Task item: Copy exactly the lines that run from the line containing "Expected: for each instance of the brick" to the end of the material below, both ends included.

┌──

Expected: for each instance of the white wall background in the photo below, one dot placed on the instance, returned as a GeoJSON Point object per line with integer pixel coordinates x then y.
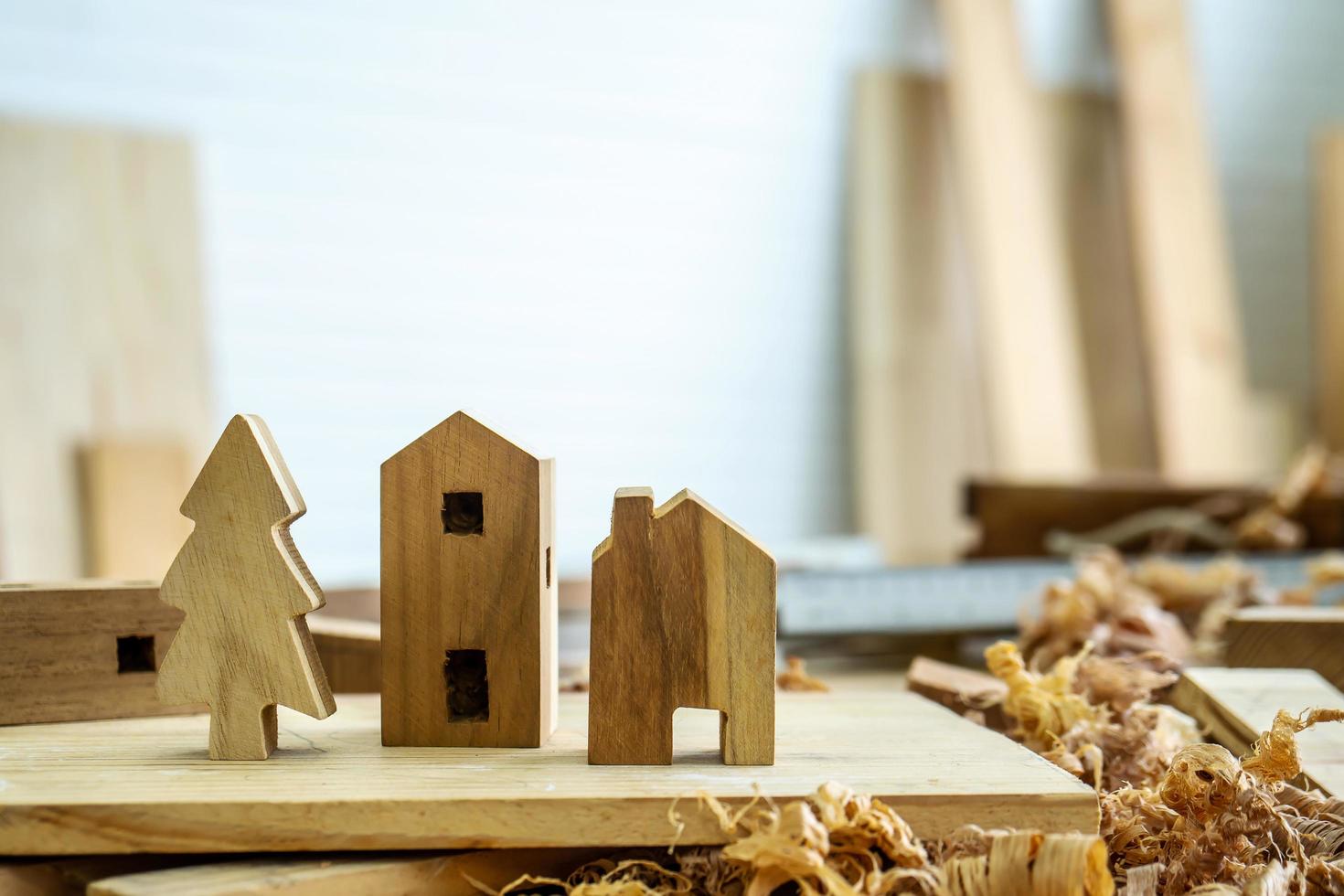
{"type": "Point", "coordinates": [612, 228]}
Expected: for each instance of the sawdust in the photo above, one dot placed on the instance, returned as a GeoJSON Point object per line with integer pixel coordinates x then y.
{"type": "Point", "coordinates": [795, 677]}
{"type": "Point", "coordinates": [1106, 606]}
{"type": "Point", "coordinates": [1093, 715]}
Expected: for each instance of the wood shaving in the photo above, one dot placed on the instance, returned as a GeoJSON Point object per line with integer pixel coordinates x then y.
{"type": "Point", "coordinates": [1092, 715]}
{"type": "Point", "coordinates": [1106, 606]}
{"type": "Point", "coordinates": [1270, 527]}
{"type": "Point", "coordinates": [795, 677]}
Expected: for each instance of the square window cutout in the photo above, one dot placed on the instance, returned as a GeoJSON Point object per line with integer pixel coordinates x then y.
{"type": "Point", "coordinates": [464, 513]}
{"type": "Point", "coordinates": [468, 686]}
{"type": "Point", "coordinates": [134, 653]}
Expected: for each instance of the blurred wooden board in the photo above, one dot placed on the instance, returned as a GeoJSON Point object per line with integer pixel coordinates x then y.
{"type": "Point", "coordinates": [1237, 706]}
{"type": "Point", "coordinates": [103, 328]}
{"type": "Point", "coordinates": [405, 875]}
{"type": "Point", "coordinates": [132, 492]}
{"type": "Point", "coordinates": [1195, 354]}
{"type": "Point", "coordinates": [145, 784]}
{"type": "Point", "coordinates": [1035, 395]}
{"type": "Point", "coordinates": [912, 329]}
{"type": "Point", "coordinates": [1014, 516]}
{"type": "Point", "coordinates": [915, 371]}
{"type": "Point", "coordinates": [82, 650]}
{"type": "Point", "coordinates": [1328, 275]}
{"type": "Point", "coordinates": [1289, 638]}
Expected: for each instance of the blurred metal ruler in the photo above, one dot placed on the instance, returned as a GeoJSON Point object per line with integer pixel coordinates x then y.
{"type": "Point", "coordinates": [976, 595]}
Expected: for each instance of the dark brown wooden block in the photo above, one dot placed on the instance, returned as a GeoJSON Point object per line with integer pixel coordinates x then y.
{"type": "Point", "coordinates": [683, 615]}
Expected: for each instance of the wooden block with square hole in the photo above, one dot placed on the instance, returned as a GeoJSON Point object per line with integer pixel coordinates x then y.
{"type": "Point", "coordinates": [82, 650]}
{"type": "Point", "coordinates": [468, 594]}
{"type": "Point", "coordinates": [683, 615]}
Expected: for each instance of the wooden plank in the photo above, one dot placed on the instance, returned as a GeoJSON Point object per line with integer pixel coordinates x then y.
{"type": "Point", "coordinates": [1014, 516]}
{"type": "Point", "coordinates": [683, 615]}
{"type": "Point", "coordinates": [351, 652]}
{"type": "Point", "coordinates": [468, 592]}
{"type": "Point", "coordinates": [1197, 364]}
{"type": "Point", "coordinates": [917, 412]}
{"type": "Point", "coordinates": [1328, 272]}
{"type": "Point", "coordinates": [413, 875]}
{"type": "Point", "coordinates": [1289, 638]}
{"type": "Point", "coordinates": [1237, 706]}
{"type": "Point", "coordinates": [82, 650]}
{"type": "Point", "coordinates": [243, 645]}
{"type": "Point", "coordinates": [145, 784]}
{"type": "Point", "coordinates": [1085, 163]}
{"type": "Point", "coordinates": [103, 326]}
{"type": "Point", "coordinates": [1032, 363]}
{"type": "Point", "coordinates": [131, 492]}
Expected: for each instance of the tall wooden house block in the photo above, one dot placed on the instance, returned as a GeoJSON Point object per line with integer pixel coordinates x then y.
{"type": "Point", "coordinates": [468, 592]}
{"type": "Point", "coordinates": [683, 615]}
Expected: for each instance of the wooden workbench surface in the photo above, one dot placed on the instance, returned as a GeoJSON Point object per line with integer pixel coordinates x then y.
{"type": "Point", "coordinates": [144, 784]}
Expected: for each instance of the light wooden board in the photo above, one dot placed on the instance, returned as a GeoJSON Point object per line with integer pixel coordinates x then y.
{"type": "Point", "coordinates": [145, 784]}
{"type": "Point", "coordinates": [351, 652]}
{"type": "Point", "coordinates": [1328, 274]}
{"type": "Point", "coordinates": [1035, 395]}
{"type": "Point", "coordinates": [406, 875]}
{"type": "Point", "coordinates": [1237, 706]}
{"type": "Point", "coordinates": [918, 412]}
{"type": "Point", "coordinates": [468, 590]}
{"type": "Point", "coordinates": [131, 493]}
{"type": "Point", "coordinates": [243, 645]}
{"type": "Point", "coordinates": [1289, 637]}
{"type": "Point", "coordinates": [1192, 325]}
{"type": "Point", "coordinates": [62, 660]}
{"type": "Point", "coordinates": [103, 331]}
{"type": "Point", "coordinates": [683, 615]}
{"type": "Point", "coordinates": [917, 391]}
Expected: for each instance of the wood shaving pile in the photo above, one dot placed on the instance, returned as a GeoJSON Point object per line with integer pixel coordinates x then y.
{"type": "Point", "coordinates": [1158, 607]}
{"type": "Point", "coordinates": [1094, 715]}
{"type": "Point", "coordinates": [839, 842]}
{"type": "Point", "coordinates": [1105, 606]}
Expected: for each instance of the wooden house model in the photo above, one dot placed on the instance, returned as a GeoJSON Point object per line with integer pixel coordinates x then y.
{"type": "Point", "coordinates": [468, 592]}
{"type": "Point", "coordinates": [683, 615]}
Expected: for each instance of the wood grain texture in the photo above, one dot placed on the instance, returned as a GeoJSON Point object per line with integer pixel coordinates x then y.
{"type": "Point", "coordinates": [243, 645]}
{"type": "Point", "coordinates": [683, 615]}
{"type": "Point", "coordinates": [1237, 706]}
{"type": "Point", "coordinates": [1195, 355]}
{"type": "Point", "coordinates": [408, 875]}
{"type": "Point", "coordinates": [131, 491]}
{"type": "Point", "coordinates": [145, 784]}
{"type": "Point", "coordinates": [60, 650]}
{"type": "Point", "coordinates": [1289, 638]}
{"type": "Point", "coordinates": [488, 589]}
{"type": "Point", "coordinates": [1034, 380]}
{"type": "Point", "coordinates": [1328, 274]}
{"type": "Point", "coordinates": [351, 652]}
{"type": "Point", "coordinates": [102, 328]}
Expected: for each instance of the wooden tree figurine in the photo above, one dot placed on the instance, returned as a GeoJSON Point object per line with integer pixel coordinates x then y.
{"type": "Point", "coordinates": [245, 645]}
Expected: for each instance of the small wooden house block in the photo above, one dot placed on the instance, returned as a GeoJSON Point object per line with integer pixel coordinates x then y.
{"type": "Point", "coordinates": [683, 615]}
{"type": "Point", "coordinates": [83, 650]}
{"type": "Point", "coordinates": [468, 592]}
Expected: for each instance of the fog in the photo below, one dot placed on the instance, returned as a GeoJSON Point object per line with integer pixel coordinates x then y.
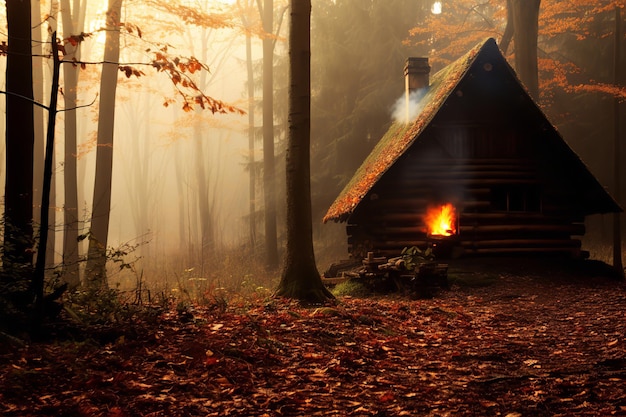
{"type": "Point", "coordinates": [358, 50]}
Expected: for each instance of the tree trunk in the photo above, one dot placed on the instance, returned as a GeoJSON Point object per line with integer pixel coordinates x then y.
{"type": "Point", "coordinates": [18, 194]}
{"type": "Point", "coordinates": [525, 33]}
{"type": "Point", "coordinates": [72, 25]}
{"type": "Point", "coordinates": [269, 176]}
{"type": "Point", "coordinates": [101, 207]}
{"type": "Point", "coordinates": [507, 36]}
{"type": "Point", "coordinates": [300, 278]}
{"type": "Point", "coordinates": [617, 153]}
{"type": "Point", "coordinates": [251, 134]}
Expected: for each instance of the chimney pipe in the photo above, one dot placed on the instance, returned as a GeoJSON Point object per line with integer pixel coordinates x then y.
{"type": "Point", "coordinates": [416, 76]}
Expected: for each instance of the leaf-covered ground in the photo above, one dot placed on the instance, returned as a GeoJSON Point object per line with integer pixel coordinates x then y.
{"type": "Point", "coordinates": [530, 343]}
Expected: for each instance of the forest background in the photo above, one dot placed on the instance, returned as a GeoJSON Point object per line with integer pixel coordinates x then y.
{"type": "Point", "coordinates": [187, 195]}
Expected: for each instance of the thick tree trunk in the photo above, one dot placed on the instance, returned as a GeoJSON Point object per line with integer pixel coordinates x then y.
{"type": "Point", "coordinates": [300, 277]}
{"type": "Point", "coordinates": [269, 176]}
{"type": "Point", "coordinates": [18, 192]}
{"type": "Point", "coordinates": [101, 207]}
{"type": "Point", "coordinates": [525, 33]}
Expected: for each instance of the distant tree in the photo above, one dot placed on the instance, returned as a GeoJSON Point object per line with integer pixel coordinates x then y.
{"type": "Point", "coordinates": [300, 278]}
{"type": "Point", "coordinates": [269, 176]}
{"type": "Point", "coordinates": [357, 58]}
{"type": "Point", "coordinates": [18, 244]}
{"type": "Point", "coordinates": [98, 233]}
{"type": "Point", "coordinates": [248, 23]}
{"type": "Point", "coordinates": [525, 14]}
{"type": "Point", "coordinates": [73, 19]}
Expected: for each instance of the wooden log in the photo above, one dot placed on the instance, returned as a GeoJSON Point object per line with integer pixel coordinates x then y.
{"type": "Point", "coordinates": [415, 204]}
{"type": "Point", "coordinates": [572, 229]}
{"type": "Point", "coordinates": [521, 243]}
{"type": "Point", "coordinates": [418, 229]}
{"type": "Point", "coordinates": [575, 252]}
{"type": "Point", "coordinates": [435, 182]}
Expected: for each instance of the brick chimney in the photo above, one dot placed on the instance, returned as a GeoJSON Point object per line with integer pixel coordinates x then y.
{"type": "Point", "coordinates": [416, 76]}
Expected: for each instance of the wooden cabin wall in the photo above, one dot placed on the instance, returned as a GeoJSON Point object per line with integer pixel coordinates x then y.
{"type": "Point", "coordinates": [505, 200]}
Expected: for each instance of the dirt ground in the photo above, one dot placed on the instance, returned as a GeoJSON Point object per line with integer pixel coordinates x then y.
{"type": "Point", "coordinates": [510, 338]}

└──

Written reply:
Expected: for each instance of the brick chimney in the photo above, one dot placed on the instance, returned as a GeoJSON Point object per line with integer pixel coordinates x then y.
{"type": "Point", "coordinates": [416, 76]}
Expected: for each instance of the wooden cabin wall in the photo above, one dot placed on the instance, returned as a GeoJSON Point object per line with integer pixel coordinates x then y.
{"type": "Point", "coordinates": [505, 200]}
Expected: for each instance of the dirt ground in the photo above, one dot placed on the instance, returned as a GeoJSON Point object per line with integer pixel coordinates x then y.
{"type": "Point", "coordinates": [510, 338]}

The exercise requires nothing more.